GIVEN EXERCISE — Tally the rows in the records below that contain the string "line" with matching case, and reply with only that number.

EXERCISE DATA —
══════
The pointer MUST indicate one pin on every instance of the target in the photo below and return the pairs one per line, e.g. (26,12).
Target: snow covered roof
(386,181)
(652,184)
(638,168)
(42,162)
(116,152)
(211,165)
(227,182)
══════
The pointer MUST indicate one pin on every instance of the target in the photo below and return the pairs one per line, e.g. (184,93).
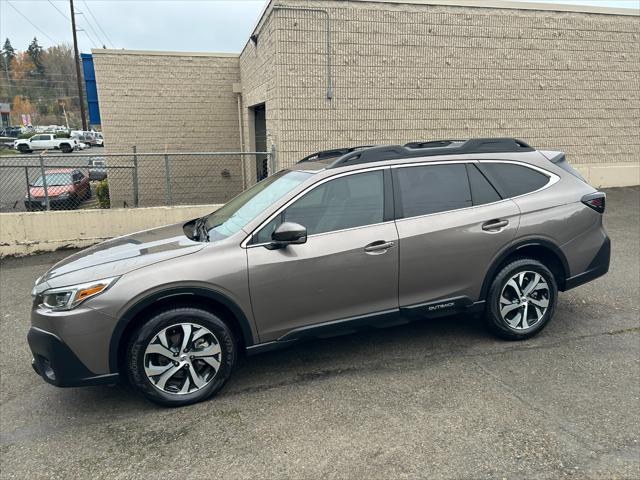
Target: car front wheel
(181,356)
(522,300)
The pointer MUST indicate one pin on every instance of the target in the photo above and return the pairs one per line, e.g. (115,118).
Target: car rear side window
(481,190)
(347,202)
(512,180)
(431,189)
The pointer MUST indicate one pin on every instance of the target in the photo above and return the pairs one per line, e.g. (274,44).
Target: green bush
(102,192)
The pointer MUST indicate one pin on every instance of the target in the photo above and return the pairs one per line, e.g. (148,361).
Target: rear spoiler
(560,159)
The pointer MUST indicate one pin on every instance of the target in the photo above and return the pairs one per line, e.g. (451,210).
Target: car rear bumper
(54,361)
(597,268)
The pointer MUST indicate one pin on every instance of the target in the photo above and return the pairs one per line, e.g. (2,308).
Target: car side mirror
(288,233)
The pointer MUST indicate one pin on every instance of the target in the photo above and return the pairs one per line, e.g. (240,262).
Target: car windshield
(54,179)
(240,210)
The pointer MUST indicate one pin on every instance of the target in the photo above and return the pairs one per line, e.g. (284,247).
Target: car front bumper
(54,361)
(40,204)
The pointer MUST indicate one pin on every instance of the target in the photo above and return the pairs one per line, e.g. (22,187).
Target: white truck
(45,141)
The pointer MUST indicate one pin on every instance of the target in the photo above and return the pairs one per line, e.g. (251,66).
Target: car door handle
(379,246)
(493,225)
══════
EXERCISE OUTPUT — 11